[Task to carry out] Render everything from the start of the entries down to the line containing "point(963, 265)", both ends included, as a JSON list of strings with one string per line and blank lines omitted. Leave the pictures out of the list.
-- Begin Records supplied --
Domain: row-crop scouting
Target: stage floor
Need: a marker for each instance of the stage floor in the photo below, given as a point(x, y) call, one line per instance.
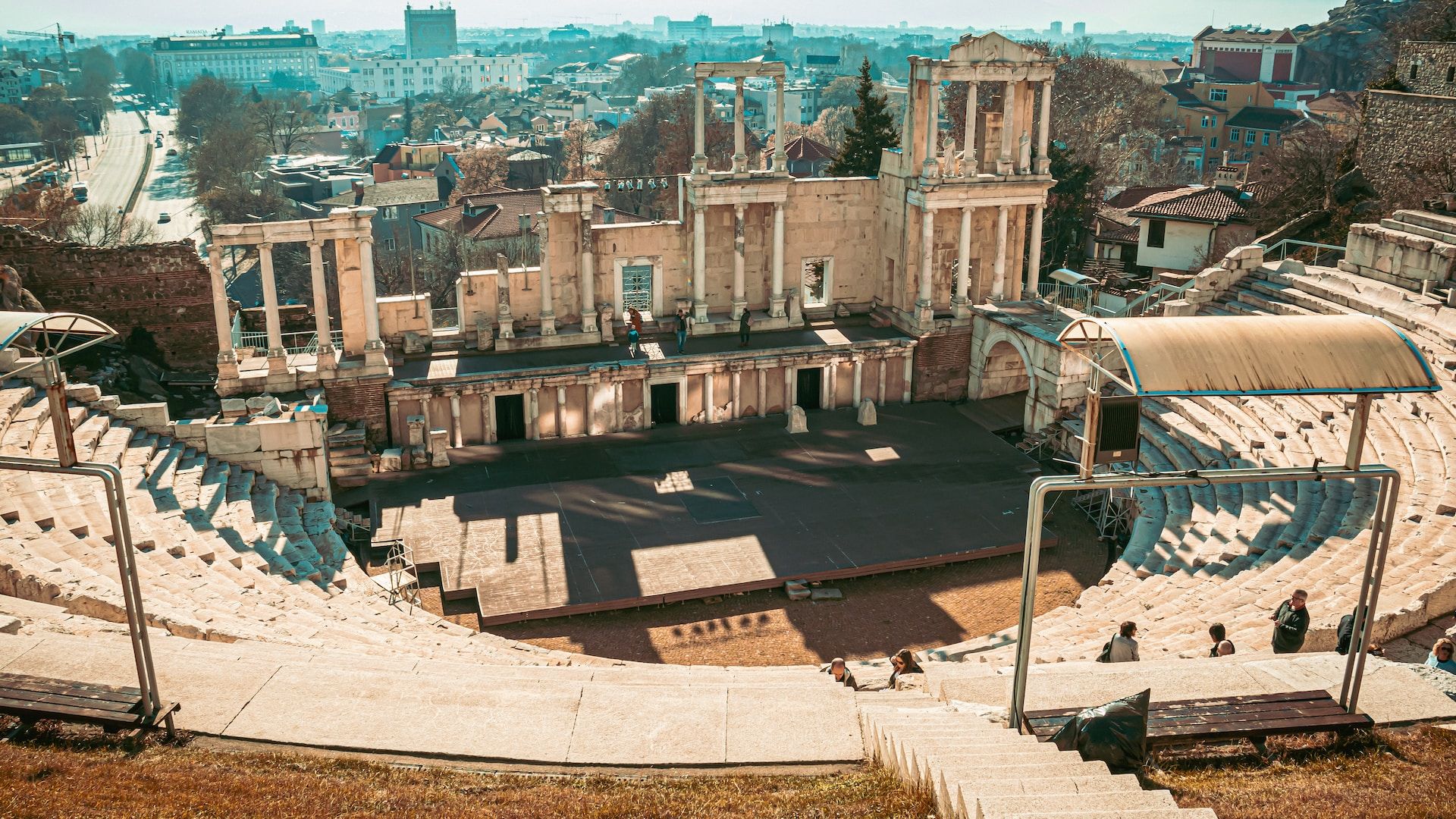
point(541, 529)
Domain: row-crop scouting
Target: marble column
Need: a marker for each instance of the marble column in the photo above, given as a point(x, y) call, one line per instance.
point(930, 168)
point(321, 306)
point(561, 411)
point(373, 346)
point(699, 262)
point(781, 162)
point(699, 130)
point(924, 305)
point(1044, 130)
point(548, 300)
point(456, 431)
point(533, 411)
point(740, 300)
point(970, 167)
point(740, 158)
point(777, 265)
point(1006, 164)
point(999, 271)
point(277, 356)
point(1034, 256)
point(226, 356)
point(588, 276)
point(963, 265)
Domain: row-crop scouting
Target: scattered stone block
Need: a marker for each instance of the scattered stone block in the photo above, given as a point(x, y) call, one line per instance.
point(83, 392)
point(392, 460)
point(799, 423)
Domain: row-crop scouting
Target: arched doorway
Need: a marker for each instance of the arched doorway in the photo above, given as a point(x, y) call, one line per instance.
point(1003, 381)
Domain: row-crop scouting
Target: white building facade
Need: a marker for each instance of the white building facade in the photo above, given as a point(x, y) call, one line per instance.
point(397, 79)
point(249, 58)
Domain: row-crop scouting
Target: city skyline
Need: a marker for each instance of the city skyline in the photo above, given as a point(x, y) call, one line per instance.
point(88, 18)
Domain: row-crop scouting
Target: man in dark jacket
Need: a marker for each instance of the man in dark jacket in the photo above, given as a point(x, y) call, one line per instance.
point(1291, 623)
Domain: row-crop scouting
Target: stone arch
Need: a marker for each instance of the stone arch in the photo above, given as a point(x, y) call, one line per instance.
point(1001, 365)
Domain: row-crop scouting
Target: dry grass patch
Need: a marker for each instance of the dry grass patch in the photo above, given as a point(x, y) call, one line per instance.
point(85, 774)
point(1383, 776)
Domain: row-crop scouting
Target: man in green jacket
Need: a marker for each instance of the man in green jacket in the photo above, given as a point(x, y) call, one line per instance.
point(1291, 623)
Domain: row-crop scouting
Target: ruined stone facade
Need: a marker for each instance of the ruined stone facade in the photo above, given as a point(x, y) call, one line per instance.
point(1413, 133)
point(162, 289)
point(1427, 67)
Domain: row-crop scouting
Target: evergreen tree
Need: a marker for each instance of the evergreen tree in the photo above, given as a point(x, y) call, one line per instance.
point(873, 131)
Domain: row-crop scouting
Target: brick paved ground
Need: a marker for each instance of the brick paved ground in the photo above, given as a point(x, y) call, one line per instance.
point(880, 614)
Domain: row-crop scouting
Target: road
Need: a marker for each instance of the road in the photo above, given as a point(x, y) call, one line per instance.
point(114, 174)
point(168, 190)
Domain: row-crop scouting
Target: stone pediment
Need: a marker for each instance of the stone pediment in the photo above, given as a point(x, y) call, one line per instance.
point(992, 47)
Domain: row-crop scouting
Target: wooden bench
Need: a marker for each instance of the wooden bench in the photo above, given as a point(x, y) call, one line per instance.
point(1251, 717)
point(33, 698)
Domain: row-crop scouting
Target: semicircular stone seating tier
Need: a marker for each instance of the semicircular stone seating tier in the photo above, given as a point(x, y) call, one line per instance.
point(1229, 554)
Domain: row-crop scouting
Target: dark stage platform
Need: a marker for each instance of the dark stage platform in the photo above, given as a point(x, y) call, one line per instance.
point(580, 525)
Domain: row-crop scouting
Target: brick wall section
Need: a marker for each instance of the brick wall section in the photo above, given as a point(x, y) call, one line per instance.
point(360, 400)
point(1402, 131)
point(943, 365)
point(164, 289)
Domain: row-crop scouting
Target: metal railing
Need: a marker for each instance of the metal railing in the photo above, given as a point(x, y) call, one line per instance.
point(444, 319)
point(1286, 246)
point(293, 343)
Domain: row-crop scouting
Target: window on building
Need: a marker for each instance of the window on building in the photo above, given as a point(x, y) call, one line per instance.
point(1156, 232)
point(817, 275)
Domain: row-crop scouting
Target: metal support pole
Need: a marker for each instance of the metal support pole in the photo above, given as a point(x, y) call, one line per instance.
point(1370, 580)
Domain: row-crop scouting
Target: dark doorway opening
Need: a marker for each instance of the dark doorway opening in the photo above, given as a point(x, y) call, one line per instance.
point(808, 387)
point(664, 403)
point(510, 417)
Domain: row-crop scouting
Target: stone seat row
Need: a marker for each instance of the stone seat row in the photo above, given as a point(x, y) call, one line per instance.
point(976, 768)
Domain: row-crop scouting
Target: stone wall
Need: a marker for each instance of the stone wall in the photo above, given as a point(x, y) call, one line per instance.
point(943, 363)
point(164, 289)
point(1430, 63)
point(359, 400)
point(1404, 133)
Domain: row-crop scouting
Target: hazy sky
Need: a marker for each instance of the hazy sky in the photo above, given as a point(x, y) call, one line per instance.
point(175, 17)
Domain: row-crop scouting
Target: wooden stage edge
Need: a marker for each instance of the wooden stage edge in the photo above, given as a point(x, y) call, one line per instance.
point(1047, 539)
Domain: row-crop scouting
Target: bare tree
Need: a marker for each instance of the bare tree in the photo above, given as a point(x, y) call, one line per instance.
point(102, 226)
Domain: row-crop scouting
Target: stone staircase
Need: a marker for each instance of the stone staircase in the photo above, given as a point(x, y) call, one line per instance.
point(977, 768)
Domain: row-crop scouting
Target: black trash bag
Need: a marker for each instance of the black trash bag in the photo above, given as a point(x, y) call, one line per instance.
point(1114, 733)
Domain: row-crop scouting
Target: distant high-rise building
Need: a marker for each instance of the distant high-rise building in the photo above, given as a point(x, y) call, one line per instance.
point(430, 33)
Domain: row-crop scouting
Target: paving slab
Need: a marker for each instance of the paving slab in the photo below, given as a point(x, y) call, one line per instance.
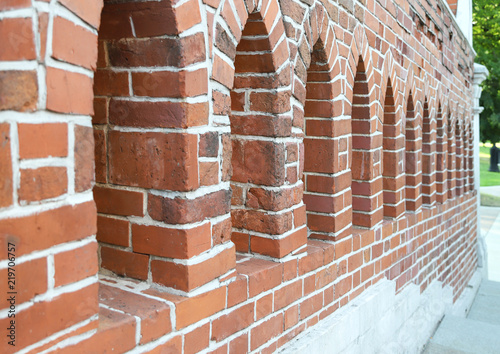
point(465, 335)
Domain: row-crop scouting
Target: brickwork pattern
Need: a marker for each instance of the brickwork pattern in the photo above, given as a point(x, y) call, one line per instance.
point(257, 166)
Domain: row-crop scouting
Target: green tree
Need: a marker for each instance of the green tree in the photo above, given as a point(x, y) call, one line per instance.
point(486, 30)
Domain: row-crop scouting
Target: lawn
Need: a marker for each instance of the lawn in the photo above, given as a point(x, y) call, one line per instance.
point(487, 178)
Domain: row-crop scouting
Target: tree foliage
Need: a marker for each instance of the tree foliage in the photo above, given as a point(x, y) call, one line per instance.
point(486, 30)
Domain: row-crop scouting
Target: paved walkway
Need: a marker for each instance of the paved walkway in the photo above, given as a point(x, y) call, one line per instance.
point(490, 230)
point(479, 332)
-- End Records supplied --
[Written answer]
[
  "Domain: row-crop scouting",
  "Target: stage floor",
  "Need: a marker for each instance of the stage floor in the photo below, given as a point(x, y) call, one line per instance.",
  "point(541, 529)",
  "Domain: row-crop scouting",
  "Target: marble column",
  "Need: a marker for each instance of the marble column in the photo above, given as a point(x, y) call, one line per instance.",
  "point(930, 168)",
  "point(321, 306)",
  "point(561, 411)",
  "point(373, 346)",
  "point(699, 262)",
  "point(781, 162)",
  "point(699, 130)",
  "point(924, 305)",
  "point(1044, 130)",
  "point(548, 300)",
  "point(456, 431)",
  "point(533, 411)",
  "point(740, 300)",
  "point(970, 167)",
  "point(740, 158)",
  "point(777, 265)",
  "point(1006, 164)",
  "point(999, 271)",
  "point(277, 356)",
  "point(1034, 256)",
  "point(226, 356)",
  "point(588, 276)",
  "point(963, 265)"
]